- _The problem_: Retype exactly the lines that run from the line with "vegetation in the photo above." to the final line of the entries, keeping both ends and nothing else.
··· Input records ···
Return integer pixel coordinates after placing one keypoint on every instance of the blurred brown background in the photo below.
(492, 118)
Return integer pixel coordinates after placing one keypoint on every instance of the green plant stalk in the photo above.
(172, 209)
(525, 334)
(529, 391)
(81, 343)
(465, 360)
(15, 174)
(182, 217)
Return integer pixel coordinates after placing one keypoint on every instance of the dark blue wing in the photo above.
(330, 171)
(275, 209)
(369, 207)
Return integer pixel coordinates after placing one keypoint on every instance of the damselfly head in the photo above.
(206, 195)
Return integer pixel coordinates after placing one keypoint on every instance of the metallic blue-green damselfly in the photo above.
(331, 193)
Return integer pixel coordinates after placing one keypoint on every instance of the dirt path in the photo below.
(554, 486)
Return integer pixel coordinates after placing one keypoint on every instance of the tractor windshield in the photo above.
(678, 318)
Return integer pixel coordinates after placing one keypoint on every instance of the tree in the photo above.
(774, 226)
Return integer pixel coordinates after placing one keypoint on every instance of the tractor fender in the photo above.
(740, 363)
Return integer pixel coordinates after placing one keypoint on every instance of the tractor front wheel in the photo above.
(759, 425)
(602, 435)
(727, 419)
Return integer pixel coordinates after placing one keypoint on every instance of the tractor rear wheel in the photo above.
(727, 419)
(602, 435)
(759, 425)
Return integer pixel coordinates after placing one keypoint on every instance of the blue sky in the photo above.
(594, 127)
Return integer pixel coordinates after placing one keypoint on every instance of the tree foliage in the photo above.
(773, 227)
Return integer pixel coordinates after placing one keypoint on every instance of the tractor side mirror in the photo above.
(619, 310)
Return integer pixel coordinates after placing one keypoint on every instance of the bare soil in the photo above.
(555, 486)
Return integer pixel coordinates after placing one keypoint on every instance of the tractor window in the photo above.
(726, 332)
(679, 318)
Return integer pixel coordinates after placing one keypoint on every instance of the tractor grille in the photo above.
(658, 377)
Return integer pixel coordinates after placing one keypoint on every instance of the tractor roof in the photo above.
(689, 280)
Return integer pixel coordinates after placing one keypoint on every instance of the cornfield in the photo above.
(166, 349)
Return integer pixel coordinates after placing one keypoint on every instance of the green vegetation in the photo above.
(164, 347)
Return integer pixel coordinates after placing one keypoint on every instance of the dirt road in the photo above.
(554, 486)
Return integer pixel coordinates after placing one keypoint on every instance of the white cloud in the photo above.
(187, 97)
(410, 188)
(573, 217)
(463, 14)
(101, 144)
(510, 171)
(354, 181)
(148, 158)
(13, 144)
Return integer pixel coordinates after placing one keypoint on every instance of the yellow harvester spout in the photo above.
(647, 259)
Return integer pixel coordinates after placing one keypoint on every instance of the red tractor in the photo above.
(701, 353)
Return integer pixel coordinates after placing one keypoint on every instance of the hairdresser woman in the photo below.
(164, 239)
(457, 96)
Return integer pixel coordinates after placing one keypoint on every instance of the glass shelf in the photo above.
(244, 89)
···
- _Reply to the task_:
Return integer pixel coordinates after placing one keypoint on every instance of the green vegetation in the photo above.
(164, 347)
Return integer pixel coordinates after placing one keypoint on every instance of the dirt road in the photo above.
(554, 486)
Return integer pixel coordinates after placing one keypoint on every instance of the white cloud in the photo above.
(187, 97)
(410, 188)
(573, 217)
(463, 14)
(101, 144)
(510, 171)
(354, 181)
(148, 158)
(13, 144)
Return integer pixel coordinates after placing one keypoint on every instance of the yellow harvester spout in the photo above.
(647, 259)
Return integer pixel coordinates after placing one keypoint on every instance of the red tractor in the photo above.
(701, 353)
Return integer pixel coordinates after placing one keypoint on every instance of the hairdresser woman in the photo below.
(164, 239)
(457, 96)
Return integer pixel coordinates after placing one keypoint on every instance of the glass shelf in the photo above.
(244, 89)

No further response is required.